● DATA FOR THIS TASK
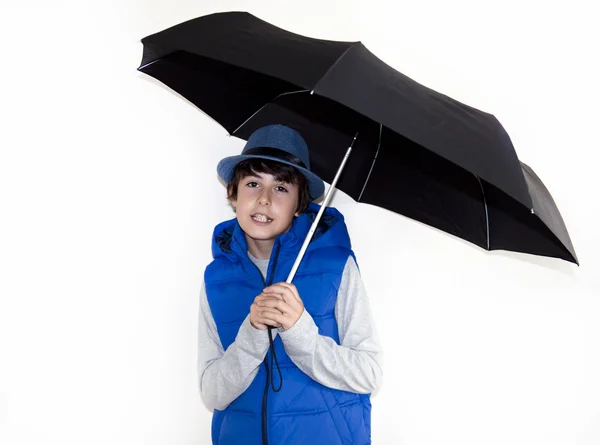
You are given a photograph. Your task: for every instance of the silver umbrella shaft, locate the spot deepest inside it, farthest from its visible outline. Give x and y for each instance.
(313, 227)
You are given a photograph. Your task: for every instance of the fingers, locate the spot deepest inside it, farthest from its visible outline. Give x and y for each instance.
(287, 290)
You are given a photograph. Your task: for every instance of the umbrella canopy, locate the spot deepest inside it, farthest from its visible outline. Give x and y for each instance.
(418, 152)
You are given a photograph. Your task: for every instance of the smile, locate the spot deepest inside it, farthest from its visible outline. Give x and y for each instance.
(259, 217)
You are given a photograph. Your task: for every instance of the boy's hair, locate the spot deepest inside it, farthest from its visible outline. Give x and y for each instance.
(281, 172)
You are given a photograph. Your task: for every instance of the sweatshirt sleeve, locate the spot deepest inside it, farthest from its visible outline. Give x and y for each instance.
(355, 364)
(224, 375)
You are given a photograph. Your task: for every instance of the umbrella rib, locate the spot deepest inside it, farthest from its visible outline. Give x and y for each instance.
(274, 99)
(487, 221)
(373, 164)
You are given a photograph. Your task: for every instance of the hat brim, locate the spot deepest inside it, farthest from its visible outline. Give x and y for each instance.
(227, 165)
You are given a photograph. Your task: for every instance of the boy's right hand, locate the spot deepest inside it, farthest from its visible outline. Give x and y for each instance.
(259, 315)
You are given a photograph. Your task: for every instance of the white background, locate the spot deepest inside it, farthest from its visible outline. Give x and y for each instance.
(108, 197)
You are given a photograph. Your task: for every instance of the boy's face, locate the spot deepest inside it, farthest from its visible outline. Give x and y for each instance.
(265, 208)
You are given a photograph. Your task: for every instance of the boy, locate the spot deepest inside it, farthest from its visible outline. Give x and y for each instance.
(325, 346)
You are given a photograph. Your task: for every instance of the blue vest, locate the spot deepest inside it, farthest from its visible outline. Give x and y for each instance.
(303, 411)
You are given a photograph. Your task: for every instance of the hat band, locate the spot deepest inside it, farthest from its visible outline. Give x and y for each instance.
(275, 153)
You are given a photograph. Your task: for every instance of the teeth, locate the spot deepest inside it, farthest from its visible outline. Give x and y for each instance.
(261, 218)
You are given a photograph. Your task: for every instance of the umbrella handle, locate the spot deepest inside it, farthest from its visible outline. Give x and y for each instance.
(313, 227)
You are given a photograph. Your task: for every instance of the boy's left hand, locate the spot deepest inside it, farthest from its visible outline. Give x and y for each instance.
(286, 306)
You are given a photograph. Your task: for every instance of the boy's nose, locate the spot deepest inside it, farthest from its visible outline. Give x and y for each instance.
(264, 198)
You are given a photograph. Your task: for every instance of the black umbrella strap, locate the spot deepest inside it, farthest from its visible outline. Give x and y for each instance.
(275, 153)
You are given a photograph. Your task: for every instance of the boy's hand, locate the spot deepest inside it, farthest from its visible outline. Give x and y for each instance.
(281, 304)
(261, 318)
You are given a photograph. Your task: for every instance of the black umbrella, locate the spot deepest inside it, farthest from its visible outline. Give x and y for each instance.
(417, 152)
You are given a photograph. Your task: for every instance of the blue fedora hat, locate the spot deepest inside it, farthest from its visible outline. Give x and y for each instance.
(276, 143)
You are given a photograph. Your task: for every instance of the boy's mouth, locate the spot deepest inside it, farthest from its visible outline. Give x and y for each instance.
(259, 217)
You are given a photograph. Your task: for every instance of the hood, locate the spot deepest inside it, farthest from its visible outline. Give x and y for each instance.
(229, 239)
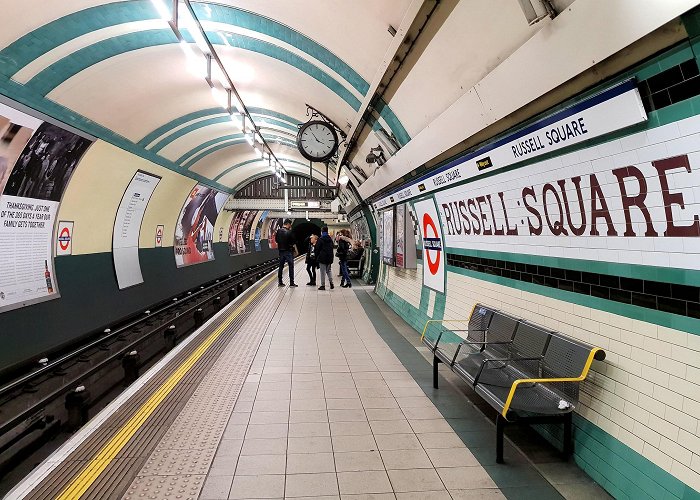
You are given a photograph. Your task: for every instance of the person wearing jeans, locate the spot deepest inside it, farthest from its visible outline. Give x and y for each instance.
(311, 261)
(285, 244)
(324, 254)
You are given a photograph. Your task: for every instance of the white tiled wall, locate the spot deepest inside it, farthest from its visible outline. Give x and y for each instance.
(639, 150)
(647, 391)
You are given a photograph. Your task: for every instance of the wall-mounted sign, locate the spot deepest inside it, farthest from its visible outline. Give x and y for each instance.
(127, 228)
(616, 108)
(64, 238)
(636, 206)
(433, 254)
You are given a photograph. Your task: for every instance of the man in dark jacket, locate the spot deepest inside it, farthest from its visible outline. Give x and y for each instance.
(285, 244)
(324, 255)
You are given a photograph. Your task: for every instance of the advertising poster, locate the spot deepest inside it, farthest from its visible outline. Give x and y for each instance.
(433, 258)
(400, 252)
(388, 236)
(194, 232)
(249, 230)
(127, 228)
(259, 229)
(37, 160)
(275, 224)
(236, 242)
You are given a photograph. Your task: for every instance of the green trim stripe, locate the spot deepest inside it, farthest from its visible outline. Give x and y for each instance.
(63, 69)
(682, 323)
(164, 129)
(170, 138)
(33, 45)
(652, 273)
(226, 144)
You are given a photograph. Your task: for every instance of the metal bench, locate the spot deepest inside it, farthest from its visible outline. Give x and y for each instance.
(529, 374)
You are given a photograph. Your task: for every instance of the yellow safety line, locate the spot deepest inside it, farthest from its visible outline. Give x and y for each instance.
(80, 484)
(584, 374)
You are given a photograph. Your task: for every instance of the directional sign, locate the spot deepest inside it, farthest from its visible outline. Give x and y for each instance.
(64, 238)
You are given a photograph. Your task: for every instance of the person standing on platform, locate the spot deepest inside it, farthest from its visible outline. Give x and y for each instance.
(344, 242)
(324, 254)
(311, 260)
(285, 244)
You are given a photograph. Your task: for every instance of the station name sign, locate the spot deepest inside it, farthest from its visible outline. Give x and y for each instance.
(616, 108)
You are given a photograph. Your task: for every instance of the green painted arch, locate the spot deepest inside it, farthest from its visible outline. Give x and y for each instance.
(243, 163)
(170, 138)
(74, 63)
(63, 69)
(204, 145)
(244, 19)
(167, 127)
(222, 145)
(55, 33)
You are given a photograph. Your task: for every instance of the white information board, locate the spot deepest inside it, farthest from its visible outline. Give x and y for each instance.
(127, 228)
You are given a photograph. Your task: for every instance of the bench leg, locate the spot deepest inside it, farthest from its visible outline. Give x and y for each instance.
(500, 424)
(436, 362)
(568, 438)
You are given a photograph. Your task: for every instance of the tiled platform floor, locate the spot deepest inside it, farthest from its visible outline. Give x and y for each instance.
(330, 411)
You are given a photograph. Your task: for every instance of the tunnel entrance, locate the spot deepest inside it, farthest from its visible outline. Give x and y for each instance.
(302, 229)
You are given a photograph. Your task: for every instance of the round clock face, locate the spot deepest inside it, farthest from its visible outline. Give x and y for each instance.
(317, 141)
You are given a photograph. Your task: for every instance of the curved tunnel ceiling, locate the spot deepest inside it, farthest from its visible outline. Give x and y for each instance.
(115, 70)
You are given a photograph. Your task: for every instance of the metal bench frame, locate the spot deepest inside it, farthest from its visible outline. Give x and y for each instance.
(506, 416)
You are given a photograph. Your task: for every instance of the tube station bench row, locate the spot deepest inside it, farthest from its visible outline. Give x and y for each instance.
(529, 374)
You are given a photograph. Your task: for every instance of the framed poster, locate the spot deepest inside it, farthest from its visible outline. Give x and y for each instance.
(194, 232)
(127, 228)
(37, 160)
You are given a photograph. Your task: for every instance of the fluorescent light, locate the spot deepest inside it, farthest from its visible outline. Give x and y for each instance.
(162, 9)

● JOB
Retype all of the entries exactly as written, leaving out any images.

● SOLUTION TO THE PROBLEM
You are given a photograph. Your task: for every instance of the silver umbrella shaft, locate the spot deepest inside it, farthest from its visible outline. Give x and y for each instance.
(313, 227)
You are given a photograph. Your task: for every instance of the fingers, locate the spot deepest inside it, farthest from its visible outline. Give x and y for each instance.
(287, 290)
You are given a photograph. Your task: for every instance of the umbrella canopy, locate the spot deepest inside it, farthest from its visible outline. Give x and y for each instance.
(418, 152)
You are given a photograph. Your task: for every instance of the smile, locate the spot deepest inside it, farthest from its visible outline. Give x and y for each instance.
(259, 217)
You are given a photograph. Your task: for every instance of the boy's hair, locate the spot deepest inside it, farthest from its visible outline. Give x and y for each instance.
(281, 172)
You are given a photograph. Your task: for every instance of the sweatshirt sleeve, locate the spot deepest inside it, farthest from its visible outline. Give x and y for each instance.
(355, 364)
(224, 375)
You are given a photograph. Your task: for every instance of the umbrella rib, locate the spot deepest inside it, farthest from its visible outline. Give x and y for each instance.
(274, 99)
(487, 221)
(373, 164)
You are given a photograph. Your task: for every instance of the hat brim, locate the spot deepest inside it, farthest from its visible outline. Give x and y for each instance.
(227, 165)
You are given a photograph. Your task: for every instance of the boy's right hand, locate the spot deepest inside it, farthest from its visible outline. Give x and y for each instance.
(259, 315)
You are given a photograph. Your task: for every instance of the white background, locate the spot deepest inside it, farthest from its visible outline. Give x and y for each instance.
(108, 197)
You are given a photograph. Your task: for every instance of the boy's face, locate the spot deepest inside it, farthest from its visible outline. Give x and y for each instance.
(265, 208)
You are given a photograph. Your task: for every instance of the boy, locate the spot deepest inside it, farthest from its visible outline. Give x and y for each instance.
(325, 346)
You are given a photograph. Your task: for every instance of the blue vest, locate the spot deepest inside it, farthest from its visible outline. Give x and y for each instance.
(303, 411)
You are given a photograph. Your task: for every instance of the hat band, locate the spot deepest inside it, farthest from its visible outline. Give x and y for each instance.
(275, 153)
You are given a photograph. Your task: for every instance of the teeth, locate the spot deepest inside it, farthest from its visible outline. Give x and y for each instance.
(261, 218)
You are given a photograph. Your task: for every instance of the umbrella handle, locate the spot deepest inside it, farthest from its visible outline. Give x and y for each instance.
(313, 227)
You are given a photograph. Your task: for every instance of the boy's left hand, locate the spot deepest inside it, farthest from its visible outline. Give x and y for each instance.
(286, 306)
You are given a photograph. Your task: for every instance of the boy's nose, locate the spot deepest inside it, farthest from its visible outline. Give x and y for each instance.
(264, 198)
You are given a photograph. Your task: for every instance of the black umbrella strap, locate the spot deepest inside it, farthest from its visible outline. Give x and y for each instance.
(275, 153)
You are given a photograph. Your task: for every instance of the boy's hand, locate the spot deepest inside it, farthest from its visible outline. Give x and y for each instance.
(281, 304)
(261, 318)
You are given a photograph. Your task: for every instance of the black umbrella, locate the spot deepest inside it, farthest from its visible outline. Give x and y for each instance.
(417, 152)
You are given a photograph. Your task: for every instance of the blue fedora hat, locate the spot deepest inside it, farthest from its visible outline. Give x and y for each instance.
(276, 143)
You are given a photograph. Your task: for every instance of the boy's mouth, locate the spot deepest inside it, farthest from its visible outline. Give x and y for each instance.
(259, 217)
You are given a photograph. Your task: for every instance of the hood, locate the spot deepest inside it, farthest from its visible outline. Give x and y for each instance.
(229, 239)
You are given a photograph. Your task: for every instance of the person wearing jeans, locate the spot deepest inside it, farthest from its visible outline. Give x and y for each instance.
(311, 261)
(285, 244)
(324, 254)
You are given a photograph. Your task: for every instance of the white tiled wall, locate the spot deepest inside it, farthest from its visible outline. Give x and y for each instance.
(639, 150)
(647, 391)
You are given a photograph. Your task: for every instance of the wall-mounted sign, locate the spot deepest inside it, farthest from its visible outline. Give x and y for each instance.
(127, 228)
(616, 108)
(64, 238)
(636, 206)
(433, 254)
You are given a photograph. Your task: for every instance of the man in dark jacket, locate the spot deepest inside it, farthest from its visible outline. Give x and y for each instance.
(285, 244)
(324, 255)
You are given a photograph. Your task: for every instance of the advertising poster, locate the spot deepest inside it, farthest from its visible outline. Give x and y for each instance.
(433, 258)
(400, 252)
(388, 236)
(194, 232)
(249, 230)
(127, 228)
(259, 229)
(37, 160)
(275, 224)
(236, 242)
You are given a photograph. Your task: for every instance of the green trim stripe, locate the spot deepest inside it, farthest from its visible outline. Give x and y for each instance.
(63, 69)
(682, 323)
(164, 129)
(170, 138)
(33, 45)
(652, 273)
(226, 144)
You are given a photograph. Your task: for every instance of the metal bench, locate the spot deepest inside it, farthest from its visible outline. Give x and y for each instance.
(529, 374)
You are given a photograph. Your task: for every instance of the yellow safety line, locate the spot deepest inside it, farthest from its visible outline. Give x and y for each instance.
(80, 484)
(584, 374)
You are given a photograph. Your task: for every instance of the directional sign, locate the spot deepest inside it, farthest from its visible outline. Give x and y for each instance.
(64, 238)
You are given a photograph. Your task: for every instance of the person standing on platform, locate the spot deepest inside it, farthest from its visible outline. Give x and y for each instance.
(344, 242)
(324, 254)
(311, 260)
(285, 244)
You are given a photograph. Your task: for every instance of the station name sign, locate the spot deepest inside it, farthest from its visible outline. Give x and y for each instance.
(616, 108)
You are given a photograph. Your task: for every instance of the green painted arch, locate the spot deepest inside it, farthest from its visible outline. Give x and y for each instance.
(243, 163)
(170, 138)
(74, 63)
(63, 69)
(204, 145)
(244, 19)
(167, 127)
(222, 145)
(55, 33)
You are given a photograph. Your task: for every instance of the white information board, locate the spot deepest inside it, farthest from its visible outline. Give x and y for each instance.
(127, 228)
You are given a photograph. Your task: for every instance of the bench leg, locate the spot deepest inside it, farthest from its visible outline. Give x and y for each instance.
(500, 424)
(436, 362)
(568, 438)
You are given a photograph. Your task: for every instance of the tiled platform floor, locate the spot deepest inside it, farthest from its visible outline. Give x and y for each instance.
(330, 411)
You are given a photograph. Your task: for every instance of the tunnel entrance, locate the spot deepest inside it, farthest from its visible outline. Give x and y for each instance.
(302, 229)
You are given a photograph. Your task: for every instance of the round clock face, locate the spot deepest inside it, farthest from its visible outline. Give x and y for each instance.
(317, 141)
You are given a photograph. Your task: for every instance of the curved tunnel ceiling, locate the spot deepest inside it, farthest from its visible outline. Give x and y for each instance.
(115, 70)
You are given a photograph. Your task: for every instance of the metal bench frame, locate the spot deepest inside it, farthest from its visible outline. Give x and y for each instance.
(506, 416)
You are given a photograph. Your task: for every instance of the tube station bench row, locate the spot deepest inside it, farthest from its visible outline. Give x and y for each instance.
(529, 374)
You are given a photograph. Your task: for every instance of the framed poster, locate the spot deepest inside it, farthest from its visible outline. Give x and y for each instance.
(194, 232)
(127, 228)
(37, 160)
You are given a photograph. Your task: for every instance of the fluorescent light, locate the spot deepest inside it, farthest from its visible outline. Give x and y for each instance.
(162, 9)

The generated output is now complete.